-- Data records --
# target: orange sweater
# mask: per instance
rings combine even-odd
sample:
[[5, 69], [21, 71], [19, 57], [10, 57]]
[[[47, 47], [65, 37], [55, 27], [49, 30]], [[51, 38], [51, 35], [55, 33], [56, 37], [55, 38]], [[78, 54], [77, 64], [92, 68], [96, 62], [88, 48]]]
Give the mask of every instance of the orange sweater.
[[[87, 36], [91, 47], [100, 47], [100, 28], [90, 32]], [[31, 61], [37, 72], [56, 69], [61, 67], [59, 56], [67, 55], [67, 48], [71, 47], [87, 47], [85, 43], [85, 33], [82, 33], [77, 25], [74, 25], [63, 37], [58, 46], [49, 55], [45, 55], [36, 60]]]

-- Task directions --
The records above must be output exactly, in full.

-- Task solution --
# target: orange sweater
# mask: per instance
rings combine even-odd
sample:
[[5, 69], [21, 71], [19, 57], [10, 57]]
[[[47, 47], [65, 37], [55, 27], [49, 30]], [[51, 38], [51, 35], [55, 33], [56, 37], [55, 38]], [[78, 54], [77, 64], [92, 68], [96, 62], [88, 48]]]
Give the mask of every instance of the orange sweater.
[[[87, 36], [91, 47], [100, 47], [100, 28], [90, 32]], [[31, 61], [37, 72], [56, 69], [61, 67], [59, 56], [67, 55], [67, 48], [71, 47], [87, 47], [85, 43], [85, 33], [82, 33], [77, 25], [74, 25], [63, 37], [58, 46], [49, 55], [45, 55], [36, 60]]]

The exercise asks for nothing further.